- **Stated problem 1**:
From the Java hashing question, quote the passage starting at the words "So, I am in" and ending after the words "is greatly appreciated.".

- **Document excerpt**:
((

Hash Method Issues, get method specifically - java

So, I am in a Data Structures class and we are writing code and varying methods for Hashing. I am actually having trouble with the "get" method. The tests we have run fine until the last "key9" which is asserted to return null. The for loop for some reasons exits and the keyStartIndex is instantiated again. The method is not recursive so I have no idea why this is transpiring. Code is below. Any help is greatly appreciated.
Method I am trying to complete, that is having issues.
...
public String get(String key) {
//TODO : complete the method
int keyStartIndex = (int) hashFunction(key) % items.length;
for(int i = keyStartIndex; i < items.length; i++){
if(items[i].key == hashFunction(key)){
return items[i].item;
} else if(i == items.length-1){
i=0;
continue;
}
}
return null;
}
...
All prior code in this class that applies to this method
...
import java.util.Arrays;
import jdk.internal.org.objectweb.asm.tree.analysis.Value;
class DataItem {
long key;
String item;
public DataItem(long key, String item) {
this.key = key;
this.item = item;
}
#Override
public String toString() {
return String.format("{%s:%s}", key, item);
}
}
public class HashMap {
private int size = 0;
private static final int INITIAL_SIZE = 10;
private static final int DELETED_KEY = 0;
private DataItem[] items;
public HashMap() {
items = new DataItem[INITIAL_SIZE];
}
public int size() {
return size;
}
public long hashFunction(String key) {
long hashed = 0;
for(int i = 0; i < key.length(); i++){
hashed += key.charAt(i)*(Math.pow(27, i));
}
return hashed;
}
public void put(String key, String value) throws TableIsFullException {
if (size >= items.length-1){
throw new TableIsFullException();
} else {
DataItem input = new DataItem(hashFunction(key), value);
for(int i = ((int) input.key % items.length); i < items.length; i++){
if(items[i] != null){
continue;
}else if(i == items.length - 1 && items[i] != null){
i = 0;
continue;
} else {
items[i] = input;
size++;
break;
}
}
}
}
...

))

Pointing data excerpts

((

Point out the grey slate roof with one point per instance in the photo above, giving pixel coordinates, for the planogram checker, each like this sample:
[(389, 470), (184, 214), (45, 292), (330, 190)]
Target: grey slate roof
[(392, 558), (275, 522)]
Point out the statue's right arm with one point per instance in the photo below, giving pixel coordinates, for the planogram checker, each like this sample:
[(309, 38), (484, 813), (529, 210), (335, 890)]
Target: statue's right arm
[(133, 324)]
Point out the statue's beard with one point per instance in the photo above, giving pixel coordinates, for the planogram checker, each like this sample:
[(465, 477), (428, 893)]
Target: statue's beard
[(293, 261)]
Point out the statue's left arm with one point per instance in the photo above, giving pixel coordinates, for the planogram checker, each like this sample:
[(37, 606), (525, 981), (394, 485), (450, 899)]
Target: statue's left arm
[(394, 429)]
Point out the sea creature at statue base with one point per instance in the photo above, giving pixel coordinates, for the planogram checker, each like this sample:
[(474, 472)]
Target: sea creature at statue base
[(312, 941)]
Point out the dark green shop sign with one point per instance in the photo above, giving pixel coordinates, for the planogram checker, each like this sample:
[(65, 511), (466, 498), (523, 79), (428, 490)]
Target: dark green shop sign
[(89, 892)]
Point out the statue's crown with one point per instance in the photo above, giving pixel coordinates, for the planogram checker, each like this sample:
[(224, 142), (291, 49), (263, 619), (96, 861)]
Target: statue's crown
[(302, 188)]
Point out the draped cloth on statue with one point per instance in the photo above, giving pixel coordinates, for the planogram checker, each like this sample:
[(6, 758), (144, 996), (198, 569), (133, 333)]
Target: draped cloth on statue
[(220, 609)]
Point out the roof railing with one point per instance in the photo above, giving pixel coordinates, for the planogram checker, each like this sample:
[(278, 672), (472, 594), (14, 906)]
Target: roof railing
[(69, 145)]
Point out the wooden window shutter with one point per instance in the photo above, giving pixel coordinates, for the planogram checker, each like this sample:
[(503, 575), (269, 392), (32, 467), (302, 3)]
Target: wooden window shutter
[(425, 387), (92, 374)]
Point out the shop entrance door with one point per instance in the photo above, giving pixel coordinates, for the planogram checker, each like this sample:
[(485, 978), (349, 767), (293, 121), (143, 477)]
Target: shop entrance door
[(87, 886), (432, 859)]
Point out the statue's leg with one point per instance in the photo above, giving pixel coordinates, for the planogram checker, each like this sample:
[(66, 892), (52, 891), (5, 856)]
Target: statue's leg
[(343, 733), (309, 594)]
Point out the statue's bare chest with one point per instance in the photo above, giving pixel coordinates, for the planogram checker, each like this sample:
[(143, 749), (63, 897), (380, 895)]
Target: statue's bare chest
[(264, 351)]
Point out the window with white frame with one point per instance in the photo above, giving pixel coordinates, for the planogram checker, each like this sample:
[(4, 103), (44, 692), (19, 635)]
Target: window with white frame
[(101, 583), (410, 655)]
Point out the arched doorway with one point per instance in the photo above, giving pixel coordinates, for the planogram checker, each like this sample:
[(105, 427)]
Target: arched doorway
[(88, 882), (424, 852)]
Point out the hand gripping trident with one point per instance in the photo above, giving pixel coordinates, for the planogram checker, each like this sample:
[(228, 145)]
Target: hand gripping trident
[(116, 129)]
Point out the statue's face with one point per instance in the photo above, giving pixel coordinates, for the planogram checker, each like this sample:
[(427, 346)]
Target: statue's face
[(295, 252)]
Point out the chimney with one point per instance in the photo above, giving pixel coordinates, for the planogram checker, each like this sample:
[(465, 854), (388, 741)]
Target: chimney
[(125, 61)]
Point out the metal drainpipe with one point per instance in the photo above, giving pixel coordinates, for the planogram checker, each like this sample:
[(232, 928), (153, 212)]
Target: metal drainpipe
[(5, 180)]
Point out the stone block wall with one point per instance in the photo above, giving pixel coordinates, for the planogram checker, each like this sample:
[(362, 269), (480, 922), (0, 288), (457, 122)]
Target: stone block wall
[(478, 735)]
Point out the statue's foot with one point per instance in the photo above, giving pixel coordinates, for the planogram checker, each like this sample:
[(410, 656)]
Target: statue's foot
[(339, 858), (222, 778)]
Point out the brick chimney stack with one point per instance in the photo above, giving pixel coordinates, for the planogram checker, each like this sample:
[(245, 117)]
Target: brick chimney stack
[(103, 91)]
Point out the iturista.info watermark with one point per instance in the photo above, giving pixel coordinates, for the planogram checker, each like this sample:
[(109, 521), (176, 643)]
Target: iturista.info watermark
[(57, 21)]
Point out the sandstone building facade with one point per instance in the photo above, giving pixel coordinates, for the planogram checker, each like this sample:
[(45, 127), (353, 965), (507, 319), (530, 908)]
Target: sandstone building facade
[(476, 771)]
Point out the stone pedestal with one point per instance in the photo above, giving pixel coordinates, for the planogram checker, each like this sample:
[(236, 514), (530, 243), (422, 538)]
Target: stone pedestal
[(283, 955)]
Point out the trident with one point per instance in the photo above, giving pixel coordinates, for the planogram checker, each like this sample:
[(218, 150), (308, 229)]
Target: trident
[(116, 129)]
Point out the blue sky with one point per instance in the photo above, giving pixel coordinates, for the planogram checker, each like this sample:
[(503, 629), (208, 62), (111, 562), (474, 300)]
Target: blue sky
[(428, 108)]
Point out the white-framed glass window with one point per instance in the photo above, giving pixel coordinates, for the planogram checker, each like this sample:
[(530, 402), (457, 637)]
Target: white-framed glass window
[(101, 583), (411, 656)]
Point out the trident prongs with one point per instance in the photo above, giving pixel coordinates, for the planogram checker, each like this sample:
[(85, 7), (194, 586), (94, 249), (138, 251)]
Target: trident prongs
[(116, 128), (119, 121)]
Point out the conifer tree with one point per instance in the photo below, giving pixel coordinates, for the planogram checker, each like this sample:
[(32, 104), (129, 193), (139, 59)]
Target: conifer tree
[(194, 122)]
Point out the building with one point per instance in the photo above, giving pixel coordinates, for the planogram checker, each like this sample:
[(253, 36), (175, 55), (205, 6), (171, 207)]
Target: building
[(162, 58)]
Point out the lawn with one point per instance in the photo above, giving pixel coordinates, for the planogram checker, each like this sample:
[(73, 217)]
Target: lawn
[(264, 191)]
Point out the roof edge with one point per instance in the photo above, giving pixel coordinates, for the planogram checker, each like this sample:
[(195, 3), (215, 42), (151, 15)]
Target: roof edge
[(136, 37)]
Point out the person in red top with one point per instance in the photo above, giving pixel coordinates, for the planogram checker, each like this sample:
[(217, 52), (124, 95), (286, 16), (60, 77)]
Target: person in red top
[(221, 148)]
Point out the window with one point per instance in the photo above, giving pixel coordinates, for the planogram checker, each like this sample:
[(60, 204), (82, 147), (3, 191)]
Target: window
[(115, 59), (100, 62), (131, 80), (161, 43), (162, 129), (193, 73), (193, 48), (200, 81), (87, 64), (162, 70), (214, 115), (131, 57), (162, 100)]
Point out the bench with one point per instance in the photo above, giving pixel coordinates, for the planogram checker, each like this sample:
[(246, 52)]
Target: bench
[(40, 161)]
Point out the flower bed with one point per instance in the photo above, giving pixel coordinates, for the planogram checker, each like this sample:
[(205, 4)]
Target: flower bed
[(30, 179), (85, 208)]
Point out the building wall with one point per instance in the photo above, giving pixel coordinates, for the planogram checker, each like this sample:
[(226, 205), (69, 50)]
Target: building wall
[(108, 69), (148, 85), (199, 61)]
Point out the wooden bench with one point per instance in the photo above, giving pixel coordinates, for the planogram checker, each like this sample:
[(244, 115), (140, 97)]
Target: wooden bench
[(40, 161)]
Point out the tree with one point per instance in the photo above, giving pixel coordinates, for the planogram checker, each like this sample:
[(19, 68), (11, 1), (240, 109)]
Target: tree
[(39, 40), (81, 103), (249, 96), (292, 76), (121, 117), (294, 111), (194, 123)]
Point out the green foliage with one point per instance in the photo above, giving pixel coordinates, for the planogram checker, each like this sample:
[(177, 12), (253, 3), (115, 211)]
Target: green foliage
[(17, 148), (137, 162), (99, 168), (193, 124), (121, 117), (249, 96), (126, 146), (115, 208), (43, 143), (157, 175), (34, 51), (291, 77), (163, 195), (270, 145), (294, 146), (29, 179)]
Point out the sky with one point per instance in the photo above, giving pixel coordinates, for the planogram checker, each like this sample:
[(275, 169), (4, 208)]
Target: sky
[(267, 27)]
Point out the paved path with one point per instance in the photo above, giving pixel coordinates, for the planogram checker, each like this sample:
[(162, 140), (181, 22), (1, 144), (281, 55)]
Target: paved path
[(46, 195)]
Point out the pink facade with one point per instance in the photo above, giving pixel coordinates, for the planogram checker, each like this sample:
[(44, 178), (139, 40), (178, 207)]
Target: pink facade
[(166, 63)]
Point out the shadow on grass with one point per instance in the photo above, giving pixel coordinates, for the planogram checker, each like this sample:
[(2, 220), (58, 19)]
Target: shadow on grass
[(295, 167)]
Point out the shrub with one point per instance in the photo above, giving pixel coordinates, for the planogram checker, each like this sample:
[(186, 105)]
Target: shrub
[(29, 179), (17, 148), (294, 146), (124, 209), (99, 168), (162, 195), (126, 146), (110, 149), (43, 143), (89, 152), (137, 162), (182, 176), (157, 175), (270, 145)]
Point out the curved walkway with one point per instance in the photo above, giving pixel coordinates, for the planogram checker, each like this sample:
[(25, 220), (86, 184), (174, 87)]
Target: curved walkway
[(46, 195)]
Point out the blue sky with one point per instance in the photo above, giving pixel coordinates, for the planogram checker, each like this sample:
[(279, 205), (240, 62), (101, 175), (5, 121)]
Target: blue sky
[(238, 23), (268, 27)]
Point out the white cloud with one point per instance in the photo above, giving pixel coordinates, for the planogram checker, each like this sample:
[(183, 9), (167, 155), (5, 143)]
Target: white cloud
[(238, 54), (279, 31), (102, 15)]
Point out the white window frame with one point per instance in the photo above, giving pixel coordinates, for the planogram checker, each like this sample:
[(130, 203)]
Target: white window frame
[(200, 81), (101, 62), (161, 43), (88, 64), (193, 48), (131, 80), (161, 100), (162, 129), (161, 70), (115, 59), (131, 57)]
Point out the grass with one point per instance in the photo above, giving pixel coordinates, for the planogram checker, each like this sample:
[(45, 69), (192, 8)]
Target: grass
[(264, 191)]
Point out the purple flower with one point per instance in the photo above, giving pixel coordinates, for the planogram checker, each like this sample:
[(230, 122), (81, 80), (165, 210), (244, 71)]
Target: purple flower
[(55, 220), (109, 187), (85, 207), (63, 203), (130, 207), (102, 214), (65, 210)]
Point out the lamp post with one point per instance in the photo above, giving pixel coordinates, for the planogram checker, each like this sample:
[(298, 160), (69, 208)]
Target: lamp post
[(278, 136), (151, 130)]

))

- **Stated problem 2**:
In the records, start at the line that contains "Point out the paved" and stop after the line that contains "[(295, 167)]". Rewrite those lines with "planogram checker" changed to "layout reviewer" and everything else unchanged, and return only those lines.

- **Exercise solution 1**:
So, I am in a Data Structures class and we are writing code and varying methods for Hashing. I am actually having trouble with the "get" method. The tests we have run fine until the last "key9" which is asserted to return null. The for loop for some reasons exits and the keyStartIndex is instantiated again. The method is not recursive so I have no idea why this is transpiring. Code is below. Any help is greatly appreciated.

- **Exercise solution 2**:
Point out the paved path with one point per instance in the photo above, giving pixel coordinates, for the layout reviewer, each like this sample:
[(162, 140), (181, 22), (1, 144), (281, 55)]
Target: paved path
[(46, 195)]
Point out the pink facade with one point per instance in the photo above, giving pixel coordinates, for the layout reviewer, each like this sample:
[(44, 178), (139, 40), (178, 207)]
Target: pink facade
[(166, 63)]
Point out the shadow on grass with one point per instance in the photo above, giving pixel coordinates, for the layout reviewer, each like this sample:
[(2, 220), (58, 19)]
Target: shadow on grass
[(295, 167)]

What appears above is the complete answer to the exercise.